Copy every one of the records below without changing any character.

## start

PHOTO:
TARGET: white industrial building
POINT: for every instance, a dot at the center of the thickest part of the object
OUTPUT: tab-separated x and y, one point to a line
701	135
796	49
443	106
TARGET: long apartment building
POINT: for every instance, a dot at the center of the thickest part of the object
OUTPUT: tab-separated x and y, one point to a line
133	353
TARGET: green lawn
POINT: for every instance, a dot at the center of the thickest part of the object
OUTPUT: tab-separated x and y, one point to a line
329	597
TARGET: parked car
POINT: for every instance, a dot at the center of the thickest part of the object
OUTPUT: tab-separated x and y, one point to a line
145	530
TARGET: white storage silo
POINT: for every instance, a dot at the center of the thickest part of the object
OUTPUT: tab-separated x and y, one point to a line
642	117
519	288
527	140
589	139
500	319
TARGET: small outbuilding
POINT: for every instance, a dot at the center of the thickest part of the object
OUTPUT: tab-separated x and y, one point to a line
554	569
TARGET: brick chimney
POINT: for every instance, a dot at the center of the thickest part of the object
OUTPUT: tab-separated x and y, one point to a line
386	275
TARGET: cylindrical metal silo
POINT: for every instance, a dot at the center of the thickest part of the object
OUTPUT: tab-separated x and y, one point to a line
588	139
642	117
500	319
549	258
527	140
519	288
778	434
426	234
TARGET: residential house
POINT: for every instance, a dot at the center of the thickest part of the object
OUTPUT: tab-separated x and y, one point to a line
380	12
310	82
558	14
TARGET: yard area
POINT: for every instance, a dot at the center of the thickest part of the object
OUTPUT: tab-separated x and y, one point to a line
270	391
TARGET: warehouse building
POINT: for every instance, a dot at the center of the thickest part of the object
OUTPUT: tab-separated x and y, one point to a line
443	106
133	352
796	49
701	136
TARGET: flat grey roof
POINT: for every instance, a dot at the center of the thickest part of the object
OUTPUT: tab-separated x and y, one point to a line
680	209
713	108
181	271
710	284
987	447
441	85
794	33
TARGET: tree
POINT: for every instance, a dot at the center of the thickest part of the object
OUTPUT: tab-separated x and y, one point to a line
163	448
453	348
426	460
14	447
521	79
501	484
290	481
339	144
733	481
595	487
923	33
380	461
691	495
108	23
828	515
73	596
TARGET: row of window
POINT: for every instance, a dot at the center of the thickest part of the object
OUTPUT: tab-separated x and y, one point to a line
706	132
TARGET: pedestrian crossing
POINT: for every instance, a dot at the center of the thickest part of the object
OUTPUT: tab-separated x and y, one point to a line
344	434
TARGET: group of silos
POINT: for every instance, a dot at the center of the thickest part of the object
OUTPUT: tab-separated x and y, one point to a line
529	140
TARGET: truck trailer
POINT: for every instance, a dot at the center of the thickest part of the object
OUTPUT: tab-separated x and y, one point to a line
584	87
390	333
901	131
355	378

## end

» RESULT OF THE EXERCISE
PHOTO:
TARGET: white industrial building
POINT: for every instance, a dot at the center of the thickest part of the object
OUTPUT: tab-separated x and y, one point to a line
701	135
796	49
443	106
TARGET: long apartment building
POINT: for every instance, a dot at the center of the thickest part of the object
OUTPUT: tab-separated x and y, one point to a line
133	353
TARGET: green lawn
POINT: for every instance, a dot at the center of the thickest part of the object
OUTPUT: tab-separated x and y, one point to a line
329	597
TARGET: parked car
POINT: for every instance, a dot at the center of the thickest part of the object
OUTPUT: tab-separated x and y, one point to a line
145	530
TARGET: white storage silo
POINT: for every instance, a dot at the center of the thickest part of the object
OUTPUT: tab-separated x and y, one point to a line
642	117
519	288
527	140
589	139
500	319
TARGET: small outbuilding
POINT: for every instance, a dot at the center of the thickest part of the object
OUTPUT: tab-separated x and y, one point to a line
554	569
TARGET: brick chimney
POINT: for every instance, a dot at the center of the thickest part of the object
OUTPUT: tab-separated x and y, one point to a line
386	275
TARGET: cylindrical metal silo
POINT: for every instance, a dot at the center of the thickest part of the object
OUTPUT: tab-separated x and y, one point to a line
588	139
642	117
500	319
549	258
527	140
519	288
778	434
426	234
TARGET: residential house
POINT: for every instance, a dot at the center of the thickest part of the object
OUTPUT: tab-separated x and y, one point to a line
380	12
310	82
558	14
TARGET: yard area
POINT: for every instance, a dot at the center of the thickest part of the object
OUTPUT: tab-separated x and y, one point to a line
270	391
TARGET: warehouse building
POINT: for every instance, a dot at the center of the thickest part of the object
OUTPUT: tab-separated x and y, one point to a line
443	106
133	352
796	49
701	136
TARGET: flat grey roof
POINT: for every instance, a dot at the center of the thickest part of the object
OUTPUT: tab-separated x and y, one point to a line
680	209
713	108
181	271
710	284
987	447
441	85
794	33
TARGET: tree
POINT: for every instance, a dot at the center of the thickest part of the object
OUTPUT: tab-separated x and y, one point to a line
163	448
453	348
426	460
14	447
521	79
501	484
290	481
339	144
733	481
595	487
923	33
380	461
691	495
108	23
828	515
73	596
TARGET: row of window
POINT: for every instance, a dot at the center of the thickest part of the object
OUTPUT: tab-separated x and y, one point to a line
706	132
TARGET: pedestrian crossing
POINT: for every instance, a dot at the center of the thickest part of the object
OUTPUT: tab-separated x and y, one point to a line
344	434
TARGET: group of silos
POINT: for every instance, a dot at the center of the thickest part of the object
OUTPUT: tab-separated x and y, one point to a line
529	140
TARGET: truck trailer
POINT: for every instance, a dot at the center of the thickest part of the object
OUTPUT: tab-separated x and y, one point to a line
584	87
390	333
901	131
355	378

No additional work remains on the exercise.